— START Given records —
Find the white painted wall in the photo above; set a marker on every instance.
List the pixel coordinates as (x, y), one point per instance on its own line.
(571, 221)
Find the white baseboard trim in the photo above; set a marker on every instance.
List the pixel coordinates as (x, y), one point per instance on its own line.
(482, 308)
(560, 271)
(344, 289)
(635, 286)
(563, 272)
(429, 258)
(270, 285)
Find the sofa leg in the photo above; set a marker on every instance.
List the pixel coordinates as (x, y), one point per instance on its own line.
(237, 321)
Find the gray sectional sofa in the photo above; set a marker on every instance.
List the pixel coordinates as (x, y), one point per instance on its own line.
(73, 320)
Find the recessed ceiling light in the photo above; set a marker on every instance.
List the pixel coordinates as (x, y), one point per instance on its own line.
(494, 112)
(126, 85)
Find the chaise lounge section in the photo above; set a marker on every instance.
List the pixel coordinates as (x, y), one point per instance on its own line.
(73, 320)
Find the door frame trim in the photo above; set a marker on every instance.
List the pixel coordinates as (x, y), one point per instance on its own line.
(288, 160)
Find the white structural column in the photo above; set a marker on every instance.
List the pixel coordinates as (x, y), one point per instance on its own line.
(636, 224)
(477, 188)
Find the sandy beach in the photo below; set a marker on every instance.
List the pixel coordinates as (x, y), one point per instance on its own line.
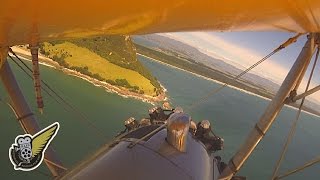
— END Given records —
Copy everything from the line containing "Find the door" down to the end of the entries, swapping "structural column" for "support pillar" and changing nothing else. Leave the picture out of your answer.

Find the door frame trim in the photo above; set a marker on every instance.
List the pixel coordinates as (x, y), one point per instance on its own line.
(288, 160)
Find the white support pillar in the photo above; set a marker on every instance.
List the pixel coordinates as (x, y), one point per instance on its own line.
(636, 224)
(477, 188)
Find the sandy beach in the photo below; set a marker on every instance.
List the pixel coordinates as (x, y), one point per instance on its own line.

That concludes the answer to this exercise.